This is an advantage that prior generations of workers largely did not have, and it’s largely thanks to the internet. But the internet is far from perfect for this use case, and this is proven basically any time you have to do a video conference.

Small moments of latency can get people to talk over one another repeatedly. Time is wasted because people have to repeat themselves. And there’s always that person trying to work out of a coffee shop, and bringing that background noise in with them.

I personally have worked full-time remote for nearly four years, and as a result of this I’ve gotten a lot of opportunities to do conference calls, and I’ve realized they come with problems—technical, cultural, and practical.

And a lot of the challenges we have with this technology come down to the many small quirks of the internet. Let me explain.

“Many video conferences are a terrible waste of money and provide no more benefit from audio conferencing because users don’t know how to exploit the potential of the visual component.”

— A passage from a 1992 Network World op-ed by writer James Kobielus, who noted that many companies had invested large amounts of money in cross-office video conferencing technology but had failed to find a way to make it more beneficial than just getting on the phone. And this was at a time when literally no advantages of modern technology were available. Here’s what a typical video conferencing setup looked like back then, per the article: “The typical video conference may involve bridged off-site audio, fixed and mobile in-room microphones, multiple steerable wall cameras, stands for still and action graphics (in which the camera remains on the speaker’s hand as it draws), 35mm slide projectors, video cassette recorders, facsimile machines, electronic white boards, and personal computers.”

▶ _PROMPT 1_
According to the video conferencing article, how long has the writer worked full-time remote?
▶ _PROMPT 2_
Write out the video conferencing article word for word, from "This is an advantage" to "in with them.".

▶ _Location identification entries_
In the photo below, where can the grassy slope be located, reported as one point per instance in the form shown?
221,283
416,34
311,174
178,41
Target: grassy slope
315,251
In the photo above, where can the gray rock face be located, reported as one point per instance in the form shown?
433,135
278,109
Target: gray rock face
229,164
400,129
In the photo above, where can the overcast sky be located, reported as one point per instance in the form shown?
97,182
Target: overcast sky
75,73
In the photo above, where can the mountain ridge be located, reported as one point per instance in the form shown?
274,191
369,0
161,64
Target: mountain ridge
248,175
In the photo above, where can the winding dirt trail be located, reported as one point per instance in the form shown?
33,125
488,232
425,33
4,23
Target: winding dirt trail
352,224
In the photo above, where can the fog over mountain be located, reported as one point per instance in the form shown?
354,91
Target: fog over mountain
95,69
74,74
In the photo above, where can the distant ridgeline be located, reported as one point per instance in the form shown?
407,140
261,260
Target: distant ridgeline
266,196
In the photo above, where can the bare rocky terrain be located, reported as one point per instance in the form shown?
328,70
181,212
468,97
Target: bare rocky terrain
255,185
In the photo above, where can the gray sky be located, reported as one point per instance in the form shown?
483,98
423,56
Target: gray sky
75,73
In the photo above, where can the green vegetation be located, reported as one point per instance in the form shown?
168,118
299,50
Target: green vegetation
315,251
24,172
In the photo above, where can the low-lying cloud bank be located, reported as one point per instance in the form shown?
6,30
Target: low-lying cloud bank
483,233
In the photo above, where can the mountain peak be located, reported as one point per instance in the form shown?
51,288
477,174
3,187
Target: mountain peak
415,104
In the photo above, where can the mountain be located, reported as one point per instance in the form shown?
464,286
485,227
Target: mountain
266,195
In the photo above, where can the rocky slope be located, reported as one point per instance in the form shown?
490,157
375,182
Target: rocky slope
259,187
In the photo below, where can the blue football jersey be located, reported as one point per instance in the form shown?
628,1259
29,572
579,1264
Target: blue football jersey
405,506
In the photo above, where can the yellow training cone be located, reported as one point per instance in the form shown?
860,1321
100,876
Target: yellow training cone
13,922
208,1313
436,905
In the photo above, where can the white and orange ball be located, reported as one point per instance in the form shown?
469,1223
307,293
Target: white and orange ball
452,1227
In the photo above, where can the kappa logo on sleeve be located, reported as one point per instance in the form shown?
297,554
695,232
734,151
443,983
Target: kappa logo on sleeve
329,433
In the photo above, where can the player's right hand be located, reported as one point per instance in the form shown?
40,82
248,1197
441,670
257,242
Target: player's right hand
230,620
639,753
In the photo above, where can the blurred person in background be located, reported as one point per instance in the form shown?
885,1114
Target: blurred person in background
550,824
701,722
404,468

▶ _TASK OUTPUT 1_
Nearly four years.

▶ _TASK OUTPUT 2_
This is an advantage that prior generations of workers largely did not have, and it’s largely thanks to the internet. But the internet is far from perfect for this use case, and this is proven basically any time you have to do a video conference.

Small moments of latency can get people to talk over one another repeatedly. Time is wasted because people have to repeat themselves. And there’s always that person trying to work out of a coffee shop, and bringing that background noise in with them.